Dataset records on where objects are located
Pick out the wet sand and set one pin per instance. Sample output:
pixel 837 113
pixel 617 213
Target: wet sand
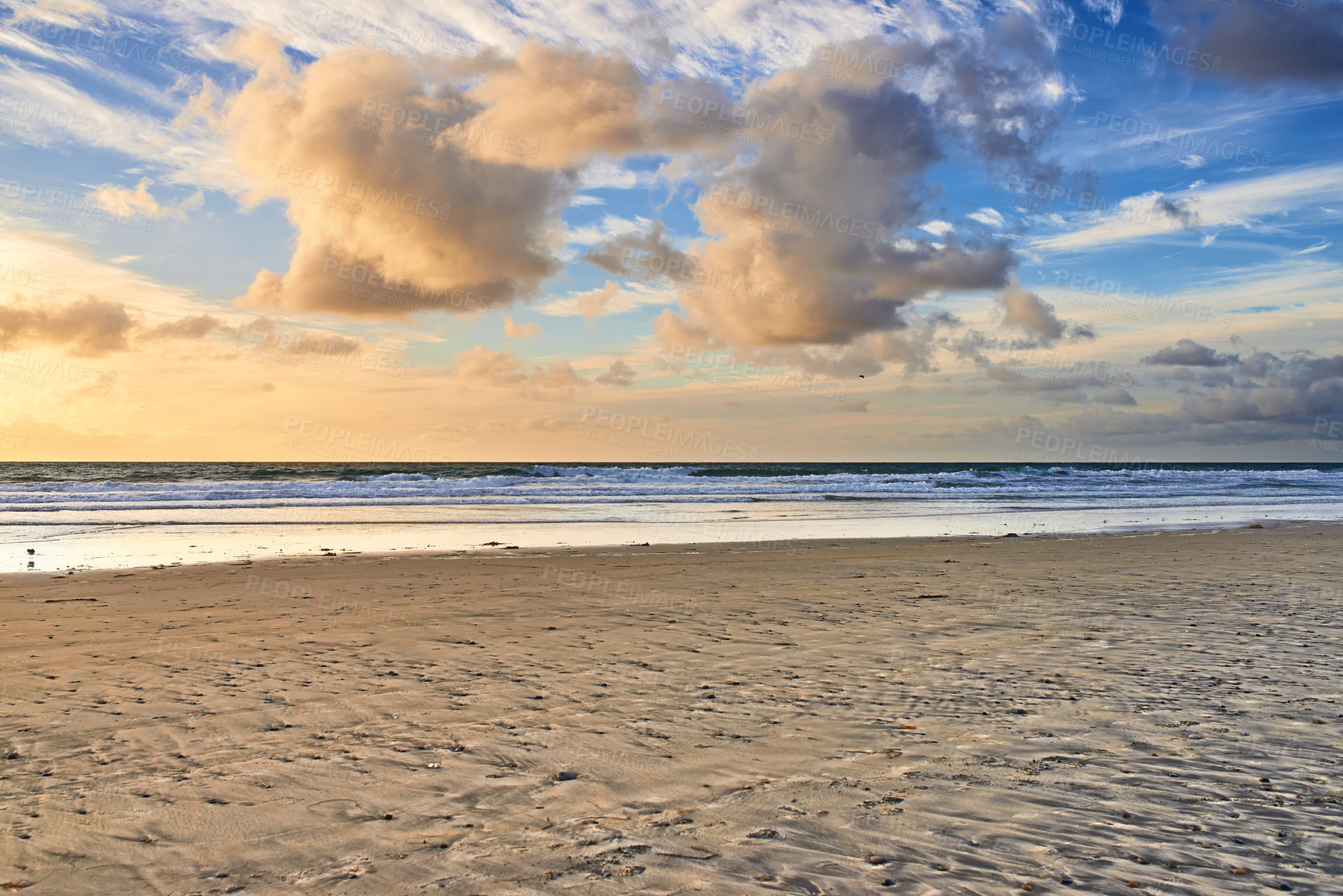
pixel 1109 715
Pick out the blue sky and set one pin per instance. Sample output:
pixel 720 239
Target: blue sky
pixel 1113 222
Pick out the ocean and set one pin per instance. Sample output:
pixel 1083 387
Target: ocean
pixel 112 515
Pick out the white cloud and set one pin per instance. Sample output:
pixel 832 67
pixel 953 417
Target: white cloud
pixel 988 216
pixel 626 299
pixel 1233 205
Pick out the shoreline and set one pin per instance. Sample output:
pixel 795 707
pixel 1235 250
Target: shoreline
pixel 763 534
pixel 1154 712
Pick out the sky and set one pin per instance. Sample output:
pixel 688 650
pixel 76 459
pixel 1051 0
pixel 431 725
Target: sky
pixel 1018 230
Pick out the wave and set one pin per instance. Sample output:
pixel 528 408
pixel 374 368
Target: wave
pixel 242 485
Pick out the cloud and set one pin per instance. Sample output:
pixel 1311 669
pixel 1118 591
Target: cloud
pixel 520 330
pixel 1310 250
pixel 196 327
pixel 1029 312
pixel 1240 203
pixel 128 203
pixel 86 328
pixel 1267 398
pixel 619 374
pixel 1260 42
pixel 90 327
pixel 801 247
pixel 988 216
pixel 1190 354
pixel 424 216
pixel 555 382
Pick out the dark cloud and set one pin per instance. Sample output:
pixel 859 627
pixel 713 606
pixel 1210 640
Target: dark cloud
pixel 1189 354
pixel 1268 398
pixel 1178 211
pixel 1260 40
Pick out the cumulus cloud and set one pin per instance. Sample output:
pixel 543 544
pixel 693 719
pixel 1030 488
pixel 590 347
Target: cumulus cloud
pixel 126 202
pixel 1026 310
pixel 1262 42
pixel 1264 398
pixel 554 382
pixel 1190 354
pixel 619 374
pixel 398 194
pixel 1029 312
pixel 196 327
pixel 520 330
pixel 804 244
pixel 86 328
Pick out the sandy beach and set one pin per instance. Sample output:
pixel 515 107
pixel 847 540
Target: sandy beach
pixel 1148 714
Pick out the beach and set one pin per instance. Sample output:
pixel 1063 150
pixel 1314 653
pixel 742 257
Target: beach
pixel 1111 714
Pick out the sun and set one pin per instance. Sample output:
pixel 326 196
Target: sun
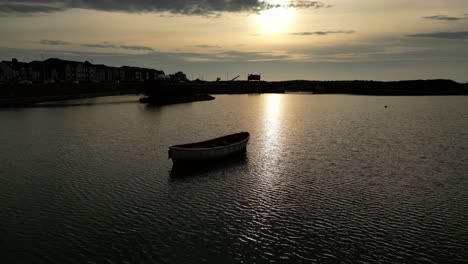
pixel 275 20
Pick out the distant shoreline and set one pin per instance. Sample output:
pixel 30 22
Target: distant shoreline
pixel 13 94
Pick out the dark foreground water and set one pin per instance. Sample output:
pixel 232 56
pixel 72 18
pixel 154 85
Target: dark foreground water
pixel 327 178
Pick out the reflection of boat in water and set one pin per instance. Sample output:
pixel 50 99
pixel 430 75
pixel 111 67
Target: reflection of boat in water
pixel 213 149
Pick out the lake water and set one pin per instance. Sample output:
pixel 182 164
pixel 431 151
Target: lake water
pixel 327 178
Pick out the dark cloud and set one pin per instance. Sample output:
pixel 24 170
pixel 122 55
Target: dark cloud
pixel 7 7
pixel 306 4
pixel 140 48
pixel 207 46
pixel 322 33
pixel 104 45
pixel 442 35
pixel 100 45
pixel 107 45
pixel 186 7
pixel 53 42
pixel 445 18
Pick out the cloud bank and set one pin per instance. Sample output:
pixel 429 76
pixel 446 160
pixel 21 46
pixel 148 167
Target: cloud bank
pixel 444 18
pixel 442 35
pixel 105 45
pixel 185 7
pixel 322 33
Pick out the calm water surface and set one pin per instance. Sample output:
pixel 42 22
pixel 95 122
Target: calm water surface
pixel 327 178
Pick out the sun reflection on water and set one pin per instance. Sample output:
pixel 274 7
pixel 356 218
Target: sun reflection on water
pixel 272 127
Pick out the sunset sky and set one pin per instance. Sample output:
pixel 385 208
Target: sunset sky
pixel 314 40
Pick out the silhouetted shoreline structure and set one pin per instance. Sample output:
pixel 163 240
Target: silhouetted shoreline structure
pixel 24 83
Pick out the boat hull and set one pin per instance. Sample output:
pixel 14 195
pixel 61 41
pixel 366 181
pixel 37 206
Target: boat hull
pixel 180 155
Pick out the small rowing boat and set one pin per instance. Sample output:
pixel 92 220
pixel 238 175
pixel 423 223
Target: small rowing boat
pixel 209 150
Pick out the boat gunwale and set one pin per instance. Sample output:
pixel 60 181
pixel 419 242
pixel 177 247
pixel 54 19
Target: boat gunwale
pixel 180 147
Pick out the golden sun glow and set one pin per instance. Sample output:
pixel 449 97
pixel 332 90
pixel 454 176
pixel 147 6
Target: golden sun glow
pixel 275 20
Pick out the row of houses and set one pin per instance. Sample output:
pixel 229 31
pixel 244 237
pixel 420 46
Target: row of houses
pixel 57 70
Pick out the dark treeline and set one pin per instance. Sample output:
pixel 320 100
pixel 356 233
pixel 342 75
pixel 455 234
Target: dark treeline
pixel 414 87
pixel 161 91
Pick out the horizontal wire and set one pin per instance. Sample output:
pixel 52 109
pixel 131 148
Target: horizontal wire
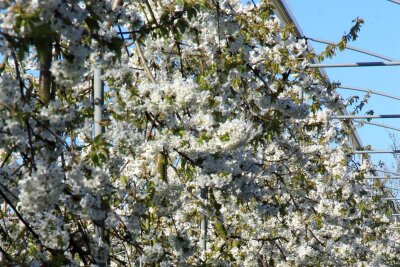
pixel 352 48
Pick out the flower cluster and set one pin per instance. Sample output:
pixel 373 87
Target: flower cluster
pixel 211 116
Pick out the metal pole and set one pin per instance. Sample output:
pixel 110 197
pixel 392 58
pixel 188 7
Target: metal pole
pixel 356 64
pixel 203 226
pixel 98 95
pixel 344 117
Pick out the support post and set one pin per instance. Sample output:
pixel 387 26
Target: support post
pixel 203 227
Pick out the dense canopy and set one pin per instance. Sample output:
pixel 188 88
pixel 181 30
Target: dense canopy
pixel 210 112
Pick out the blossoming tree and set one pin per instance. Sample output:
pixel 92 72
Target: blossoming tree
pixel 204 122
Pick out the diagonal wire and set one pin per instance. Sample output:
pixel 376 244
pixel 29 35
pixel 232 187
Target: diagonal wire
pixel 378 124
pixel 369 91
pixel 395 1
pixel 352 48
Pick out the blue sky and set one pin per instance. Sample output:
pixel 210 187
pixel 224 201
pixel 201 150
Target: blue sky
pixel 329 20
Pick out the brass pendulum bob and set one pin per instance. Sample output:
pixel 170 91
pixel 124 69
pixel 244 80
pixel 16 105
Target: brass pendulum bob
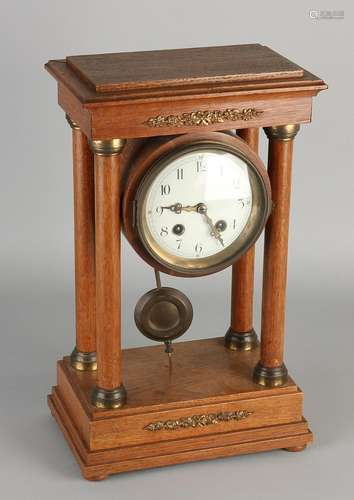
pixel 163 314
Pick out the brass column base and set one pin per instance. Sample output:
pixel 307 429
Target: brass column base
pixel 236 341
pixel 270 377
pixel 109 399
pixel 83 361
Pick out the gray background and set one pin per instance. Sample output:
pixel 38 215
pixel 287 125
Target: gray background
pixel 37 321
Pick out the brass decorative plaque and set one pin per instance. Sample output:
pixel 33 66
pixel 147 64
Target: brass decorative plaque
pixel 198 420
pixel 201 118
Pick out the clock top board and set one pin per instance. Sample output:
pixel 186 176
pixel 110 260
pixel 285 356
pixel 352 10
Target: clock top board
pixel 172 72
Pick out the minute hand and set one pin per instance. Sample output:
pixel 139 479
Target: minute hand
pixel 202 209
pixel 214 231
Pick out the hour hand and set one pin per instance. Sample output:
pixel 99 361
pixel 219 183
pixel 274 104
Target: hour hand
pixel 177 208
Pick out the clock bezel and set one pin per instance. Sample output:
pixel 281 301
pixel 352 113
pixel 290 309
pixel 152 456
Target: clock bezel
pixel 137 231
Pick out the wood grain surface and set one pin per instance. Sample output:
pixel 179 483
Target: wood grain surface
pixel 84 230
pixel 181 67
pixel 108 271
pixel 242 285
pixel 276 254
pixel 206 378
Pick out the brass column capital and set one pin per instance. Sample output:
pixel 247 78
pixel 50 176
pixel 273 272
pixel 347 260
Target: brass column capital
pixel 282 132
pixel 107 147
pixel 83 361
pixel 109 399
pixel 71 122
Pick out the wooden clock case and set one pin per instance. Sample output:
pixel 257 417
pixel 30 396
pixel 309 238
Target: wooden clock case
pixel 126 410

**Written problem**
Can you set down the lines above word for word, from the very first one through the line containing "pixel 1233 205", with both of those included? Leave the pictures out of your answer.

**Reply**
Pick out the wet sand and set one pin per instance. Sample output:
pixel 837 113
pixel 617 213
Target: wet sand
pixel 1109 715
Pick out the blue sky and set one pin per instance. Sample output:
pixel 720 239
Target: blue sky
pixel 1113 222
Pick out the ocean and set one pin per instance. Sample output:
pixel 1083 387
Target: ocean
pixel 112 515
Pick out the white cloud and set one pin per instance. Sample output:
pixel 832 67
pixel 953 417
Target: white cloud
pixel 988 216
pixel 626 299
pixel 1233 205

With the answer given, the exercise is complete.